* Begin Page excerpt *
If “The Grey Men” falls into the mystery/suspense category, “Magic Man” is a bit more problematic. There are elements of dark/urban fantasy, I suppose, but for the most part it’s a mainstream effort. Realistic setting and scenario. Which will likely make it next to impossible to sell or market the bloody thing. The extended length will factor against it as well. In the old days, I might have sent it to magazines like Cemetery Dance or Midnight Graffiti, but the latter no longer exists and the former has been closed to submissions for ages. I might release the tale as a Kindle “single”, sell it for 99 cents a download, but I’m not sure what that would achieve. I’m very happy with how “Magic Man” turned out and would like to see it presented to readers in an attractive, respected venue.
So let me throw it out there: anybody know of a decent-sized anthology or magazine willing to look at an 8700-word story featuring a “touch of strange”? If so, drop me a line at blackdogpress@yahoo.ca.
We’ll talk.
********************************
400 blog posts? Can that possibly be right? Even with all the long gaps, the periods of time when I’ve completely ignored and shunned Beautiful Desolation?
Amazing. Inconceivable. I think that averages out to 40-45 blog posts a year or around one a week. Not bad for a full-time workaholic author.
Looking back over the years it’s interesting to note the changes in tone and content. I confess I was a very, very angry man when I first started posting on Beautiful Desolation eight-and-a-half years ago—check out a few of those early blog posts and you’ll see what I mean. I was fed up with money-hungry, corporate publishers and their idiotic editors, and the greedy literary agents colluding with them to destroy any chance of interesting, innovative authors getting into print. The publishing biz, especially after the big, multi-national takeovers in the 1980s (something else to thank Ronnie Raygun for), has systemically dummied down the marketplace to the extent that sub-literate, amateur purveyors of fan fiction have a better chance getting their work in book stores and sales racks than the next Don DeLillo or David Foster Wallace. Disgusting, innit? My fury with that situation finally boiled over when a draft of my first novel, So Dark the Night, was rejected by an editor who kept me waiting over a year before delivering the bad news. I penned a very public “fuck off” letter to the industry, a portion of which which was reprinted in “GalleyCat“, an on-line site devoted (mainly) to the New York publishing scene. Folks who responded to my expletive-filled tirade warned me that I’d burned all my bridges and “would never work in this town again”.
* End Page excerpt *
* Begin Supplied records *
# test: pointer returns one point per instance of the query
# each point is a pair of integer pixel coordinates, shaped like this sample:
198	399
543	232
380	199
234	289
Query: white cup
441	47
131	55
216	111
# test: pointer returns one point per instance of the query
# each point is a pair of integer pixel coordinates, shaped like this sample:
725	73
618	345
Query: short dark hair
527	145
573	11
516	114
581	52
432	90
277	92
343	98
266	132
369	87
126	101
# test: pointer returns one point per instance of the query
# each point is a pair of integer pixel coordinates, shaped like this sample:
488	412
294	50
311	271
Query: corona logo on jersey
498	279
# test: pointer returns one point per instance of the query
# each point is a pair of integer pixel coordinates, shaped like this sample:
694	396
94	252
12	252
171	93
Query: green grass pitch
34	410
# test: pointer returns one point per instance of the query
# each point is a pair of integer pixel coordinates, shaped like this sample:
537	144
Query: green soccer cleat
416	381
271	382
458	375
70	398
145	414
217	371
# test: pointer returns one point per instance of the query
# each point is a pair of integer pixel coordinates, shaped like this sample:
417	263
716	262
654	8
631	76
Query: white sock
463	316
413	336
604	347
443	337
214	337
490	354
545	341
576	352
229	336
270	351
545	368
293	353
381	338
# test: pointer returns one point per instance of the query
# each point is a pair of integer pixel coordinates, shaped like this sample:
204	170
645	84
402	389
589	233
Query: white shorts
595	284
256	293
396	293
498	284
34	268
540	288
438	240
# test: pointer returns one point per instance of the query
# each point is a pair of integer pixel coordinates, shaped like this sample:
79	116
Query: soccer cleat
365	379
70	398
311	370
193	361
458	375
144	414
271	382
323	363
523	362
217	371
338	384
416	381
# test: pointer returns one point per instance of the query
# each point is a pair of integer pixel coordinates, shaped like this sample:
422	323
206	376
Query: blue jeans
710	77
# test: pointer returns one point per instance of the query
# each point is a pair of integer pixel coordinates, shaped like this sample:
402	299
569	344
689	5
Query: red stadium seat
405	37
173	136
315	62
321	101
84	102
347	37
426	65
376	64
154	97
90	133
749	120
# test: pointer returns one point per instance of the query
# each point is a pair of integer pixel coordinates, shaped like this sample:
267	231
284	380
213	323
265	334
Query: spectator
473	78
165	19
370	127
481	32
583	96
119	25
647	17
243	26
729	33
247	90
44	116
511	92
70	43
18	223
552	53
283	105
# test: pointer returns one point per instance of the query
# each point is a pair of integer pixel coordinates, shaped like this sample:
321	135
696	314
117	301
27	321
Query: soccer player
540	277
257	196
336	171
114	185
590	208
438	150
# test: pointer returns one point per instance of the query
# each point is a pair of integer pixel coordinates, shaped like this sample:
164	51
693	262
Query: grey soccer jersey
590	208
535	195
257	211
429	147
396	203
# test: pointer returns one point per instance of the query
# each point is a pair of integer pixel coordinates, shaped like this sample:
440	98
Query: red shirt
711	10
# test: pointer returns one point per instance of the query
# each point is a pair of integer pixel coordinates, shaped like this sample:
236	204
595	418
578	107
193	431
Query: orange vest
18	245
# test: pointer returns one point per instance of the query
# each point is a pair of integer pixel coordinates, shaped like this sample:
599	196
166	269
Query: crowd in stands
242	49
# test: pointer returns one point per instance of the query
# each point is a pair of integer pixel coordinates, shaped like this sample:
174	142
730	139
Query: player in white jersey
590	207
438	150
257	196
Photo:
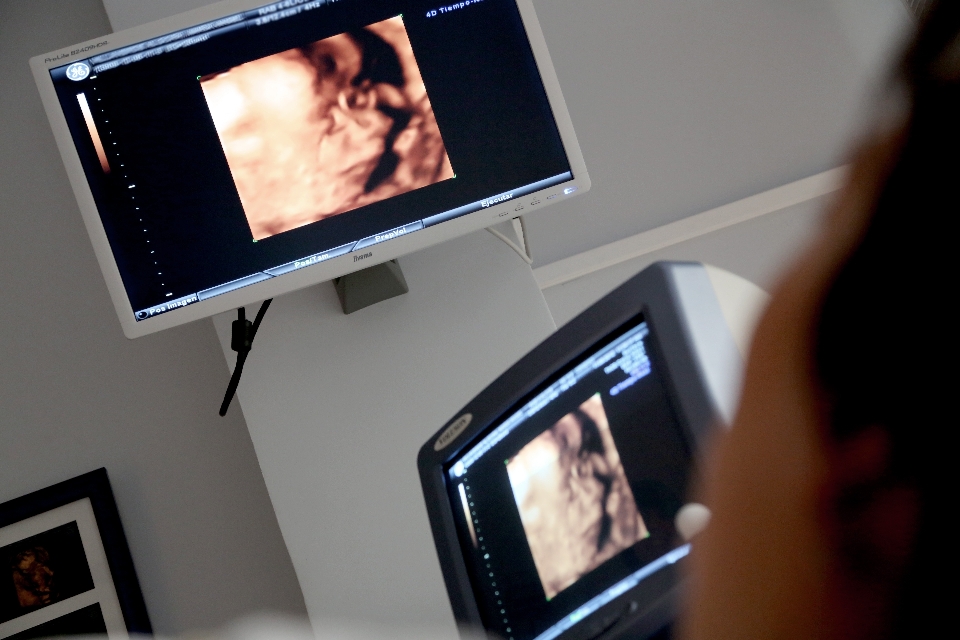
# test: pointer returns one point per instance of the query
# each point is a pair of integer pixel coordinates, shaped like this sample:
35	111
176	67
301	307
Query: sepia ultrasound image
575	503
42	570
319	130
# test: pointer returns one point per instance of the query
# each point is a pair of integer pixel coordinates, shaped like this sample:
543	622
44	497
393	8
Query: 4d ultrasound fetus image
575	503
322	129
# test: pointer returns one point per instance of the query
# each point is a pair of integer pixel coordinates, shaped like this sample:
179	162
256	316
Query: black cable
242	341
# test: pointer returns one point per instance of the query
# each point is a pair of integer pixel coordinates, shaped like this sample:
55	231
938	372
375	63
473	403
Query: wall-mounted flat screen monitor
553	494
244	150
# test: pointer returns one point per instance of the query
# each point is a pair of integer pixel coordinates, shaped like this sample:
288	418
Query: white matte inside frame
103	593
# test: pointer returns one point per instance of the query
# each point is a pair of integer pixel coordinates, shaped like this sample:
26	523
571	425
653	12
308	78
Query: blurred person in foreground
831	495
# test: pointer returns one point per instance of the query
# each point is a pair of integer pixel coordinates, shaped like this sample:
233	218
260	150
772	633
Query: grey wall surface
76	395
680	107
757	250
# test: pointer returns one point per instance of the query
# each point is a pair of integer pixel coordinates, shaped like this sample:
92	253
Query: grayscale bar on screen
383	236
618	589
497	199
236	284
310	260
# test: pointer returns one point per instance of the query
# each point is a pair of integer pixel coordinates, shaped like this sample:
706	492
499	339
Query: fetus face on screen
319	130
575	503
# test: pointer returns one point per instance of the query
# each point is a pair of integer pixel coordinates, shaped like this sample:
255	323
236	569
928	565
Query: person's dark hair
886	349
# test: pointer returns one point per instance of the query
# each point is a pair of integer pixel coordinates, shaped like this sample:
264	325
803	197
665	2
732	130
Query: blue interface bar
624	346
618	589
357	245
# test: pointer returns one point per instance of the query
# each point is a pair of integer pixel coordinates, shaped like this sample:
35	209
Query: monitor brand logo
450	433
492	201
66	54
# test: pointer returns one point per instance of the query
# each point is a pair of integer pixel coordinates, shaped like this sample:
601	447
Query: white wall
75	395
683	106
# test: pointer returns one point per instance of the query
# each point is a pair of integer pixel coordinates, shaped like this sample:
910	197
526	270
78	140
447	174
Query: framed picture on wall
65	568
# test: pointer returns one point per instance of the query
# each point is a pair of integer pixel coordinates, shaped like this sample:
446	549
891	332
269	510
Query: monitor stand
363	288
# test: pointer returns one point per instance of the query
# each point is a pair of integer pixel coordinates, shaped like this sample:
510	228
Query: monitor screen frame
662	295
321	271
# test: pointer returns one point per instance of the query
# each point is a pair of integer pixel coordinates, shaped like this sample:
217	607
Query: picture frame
65	567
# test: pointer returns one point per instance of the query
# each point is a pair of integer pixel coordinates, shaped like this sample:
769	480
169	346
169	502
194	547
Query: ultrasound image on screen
322	129
575	503
570	500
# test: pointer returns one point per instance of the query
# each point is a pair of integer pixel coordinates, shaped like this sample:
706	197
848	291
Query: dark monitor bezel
654	293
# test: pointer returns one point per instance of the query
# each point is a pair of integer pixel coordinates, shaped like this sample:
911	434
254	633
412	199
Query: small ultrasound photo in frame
42	570
65	569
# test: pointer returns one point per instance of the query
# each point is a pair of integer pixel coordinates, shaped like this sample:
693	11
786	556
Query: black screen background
482	81
656	459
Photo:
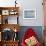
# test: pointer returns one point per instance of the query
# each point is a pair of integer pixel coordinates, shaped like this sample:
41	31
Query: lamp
15	3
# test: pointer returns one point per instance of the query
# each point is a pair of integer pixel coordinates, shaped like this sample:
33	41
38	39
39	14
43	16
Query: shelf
10	26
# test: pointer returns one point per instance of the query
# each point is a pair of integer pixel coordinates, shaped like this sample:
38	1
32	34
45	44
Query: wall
27	4
37	29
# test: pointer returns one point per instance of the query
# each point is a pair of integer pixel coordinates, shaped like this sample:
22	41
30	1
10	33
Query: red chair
29	33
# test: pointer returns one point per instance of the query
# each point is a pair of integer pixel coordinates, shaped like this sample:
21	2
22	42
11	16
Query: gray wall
27	4
37	29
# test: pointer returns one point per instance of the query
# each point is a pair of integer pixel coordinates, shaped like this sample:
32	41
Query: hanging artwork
29	14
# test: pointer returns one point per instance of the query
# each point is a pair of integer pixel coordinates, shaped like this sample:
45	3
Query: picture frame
29	14
5	12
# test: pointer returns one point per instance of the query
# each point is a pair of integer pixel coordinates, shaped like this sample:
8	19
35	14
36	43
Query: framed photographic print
29	14
5	12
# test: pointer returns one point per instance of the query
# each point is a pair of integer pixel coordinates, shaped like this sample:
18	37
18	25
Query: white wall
27	4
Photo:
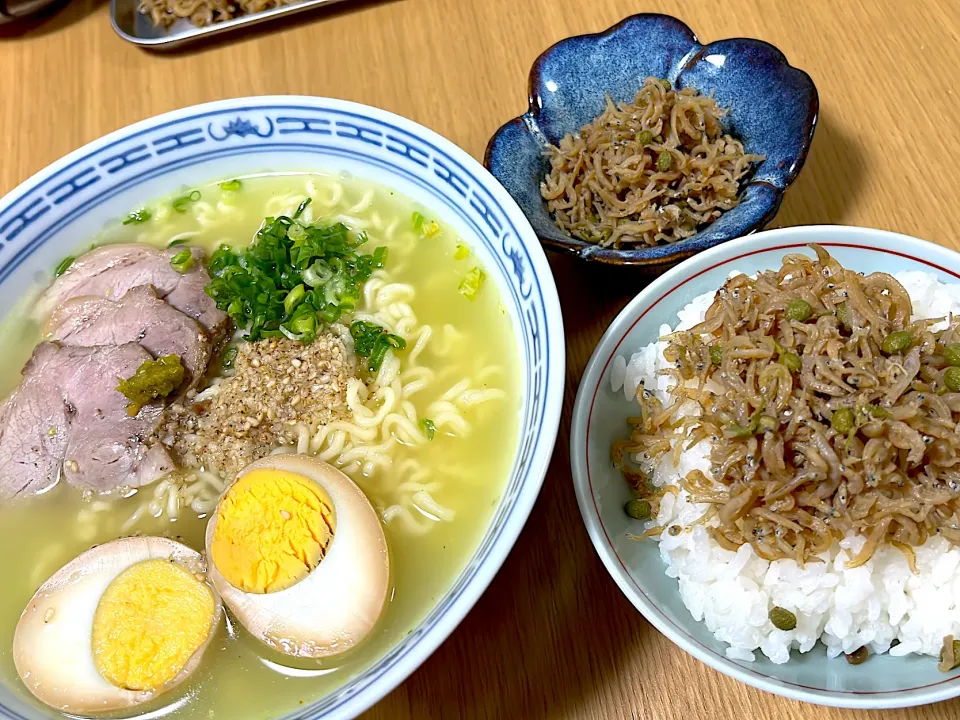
* End Supplied records *
Copy out the blog excerpt from "So let me throw" to "line at blackdogpress@yahoo.ca.". Work only from the blog excerpt and ignore the material.

Expected output>
So let me throw it out there: anybody know of a decent-sized anthology or magazine willing to look at an 8700-word story featuring a “touch of strange”? If so, drop me a line at blackdogpress@yahoo.ca.